→ **Exercise prompt**
When you copy the entries, omit the images and keep every word as it is.

------ Supplied data

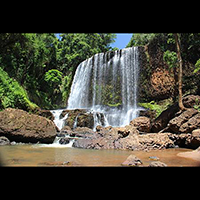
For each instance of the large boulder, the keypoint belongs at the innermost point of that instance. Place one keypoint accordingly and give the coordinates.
(124, 138)
(20, 126)
(143, 124)
(132, 161)
(163, 119)
(186, 122)
(78, 118)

------------

→ **Answer to the problem**
For each instance of the large boulder, the keypoint belongs at the innermost point of that instance. Place one keypoint accordingly and give the coordinates.
(124, 138)
(20, 126)
(143, 124)
(132, 161)
(163, 119)
(186, 122)
(78, 118)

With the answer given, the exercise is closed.